JOB 1
Reproduce word for word the lines of the entries from the line that contains "Keypoint placement: for each instance of the black" through the last line of the entries, with both of those lines included.

QUOTED PASSAGE
Getting all the Xsan pieces straight in your head
When Xsan came out, it was the first time that the average Apple System Administrator had seen a Storage Area Network (SAN), and as a result, there’s a lot of questions about how to best deal the very fundamentals of an Xsan setup. Here we’re hoping to cover a lot of the questions that are being asked, and help you on your way to the healthiest Xsan environment you could get.
We’re going to start with the Xserve RAID (Redundant Array of Independent Disks), and discuss what types of RAID can be applied to disks:
RAID 0 – Striping data across multiple disks for highest storage performance, 100% storage efficiency, however, no data protection.
RAID 1 – Mirroring disks for redundancy, high read performance, reasonable write performance, however, storage efficiency is at 50%. This highly-redundant setup is ideal for metadata.
RAID 3 – Parity Data stored on a dedicated disk, reasonable read & write performance, increased data protection, unless parity drive and a data drive fail simultaneously. This used to be a rather popular form of RAID, but has pretty much been foregone in favor of RAID 5.
RAID 5 – Parity Data striped across all disks, high read & write performance, even greater data protection, and a storage efficiency of up to 85% across a set of seven drives. The Xserve RAID (XSR) is optimized for this setup, which is rather unusual in RAIDs, as most do best on a RAID 0.
RAID 10, 30 & 50 – these assume the use of software striping – since Xsan does it’s own striping (we’ll get more into this later on) these schemes aren’t appropriate for use with Xsan. Tthese RAID types are created by striping RAID 1, 3, or 5 sets.
RAID 1 is ideal for metadata use with it’s high read performance, and excellent redundancy, since metadata only takes up 1GB per million files we’re not too worried about storage efficiency here either. You could use a RAID 5 set for the metadata, but you’d be tying up more drives for no real benefit.

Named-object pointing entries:
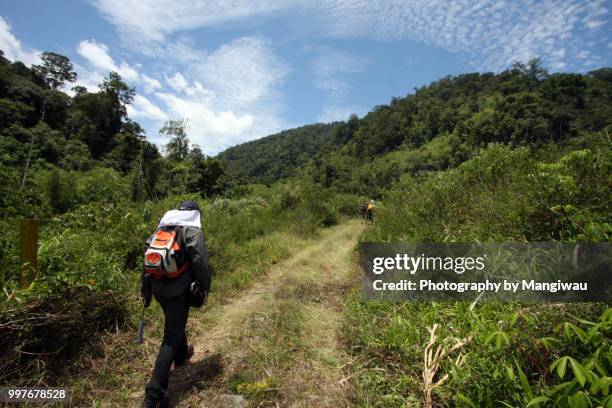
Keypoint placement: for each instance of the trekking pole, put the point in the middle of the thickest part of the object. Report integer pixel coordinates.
(140, 335)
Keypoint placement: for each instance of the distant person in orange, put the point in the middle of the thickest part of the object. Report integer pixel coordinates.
(370, 211)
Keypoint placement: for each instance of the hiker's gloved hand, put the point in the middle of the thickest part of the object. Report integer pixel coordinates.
(146, 298)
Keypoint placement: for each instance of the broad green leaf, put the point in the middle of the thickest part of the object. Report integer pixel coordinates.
(561, 365)
(579, 371)
(537, 400)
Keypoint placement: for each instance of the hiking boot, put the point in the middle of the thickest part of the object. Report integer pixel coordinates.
(150, 402)
(186, 359)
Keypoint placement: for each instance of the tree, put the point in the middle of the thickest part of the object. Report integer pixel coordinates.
(56, 69)
(177, 148)
(122, 93)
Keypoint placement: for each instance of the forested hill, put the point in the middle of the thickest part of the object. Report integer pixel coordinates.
(435, 128)
(53, 145)
(274, 157)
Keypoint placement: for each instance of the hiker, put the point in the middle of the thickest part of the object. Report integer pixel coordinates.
(177, 273)
(363, 212)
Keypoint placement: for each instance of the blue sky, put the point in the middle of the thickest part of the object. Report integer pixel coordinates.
(256, 67)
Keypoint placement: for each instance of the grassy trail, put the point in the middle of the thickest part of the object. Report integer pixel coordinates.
(277, 342)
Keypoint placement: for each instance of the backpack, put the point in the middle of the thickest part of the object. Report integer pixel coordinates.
(166, 255)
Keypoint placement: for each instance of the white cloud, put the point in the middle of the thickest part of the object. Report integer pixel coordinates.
(143, 108)
(12, 47)
(336, 112)
(177, 82)
(143, 21)
(492, 33)
(333, 69)
(230, 95)
(97, 55)
(150, 84)
(206, 125)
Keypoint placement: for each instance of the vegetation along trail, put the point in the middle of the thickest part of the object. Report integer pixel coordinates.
(276, 342)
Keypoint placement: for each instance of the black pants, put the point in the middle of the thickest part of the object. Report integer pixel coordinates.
(174, 344)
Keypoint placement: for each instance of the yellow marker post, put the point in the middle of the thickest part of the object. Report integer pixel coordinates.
(28, 246)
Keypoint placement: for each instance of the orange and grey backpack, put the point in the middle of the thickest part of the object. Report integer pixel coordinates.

JOB 2
Answer these questions from the Xsan text:
(a) What storage efficiency does RAID 0 offer?
(b) How much space does metadata take up per million files?
(c) Which RAID setup is the Xserve RAID optimized for?

TASK OUTPUT 1
Keypoint placement: for each instance of the black pants, put the point in the middle of the thickest part of the object. Report integer pixel coordinates.
(174, 344)
Keypoint placement: for each instance of the yellow marker post, put the point in the middle of the thickest part of the object. Report integer pixel coordinates.
(28, 246)
Keypoint placement: for each instance of the orange and grey backpack, put the point in the middle of the thickest part of the object. Report integer pixel coordinates.

TASK OUTPUT 2
(a) 100%
(b) 1GB
(c) RAID 5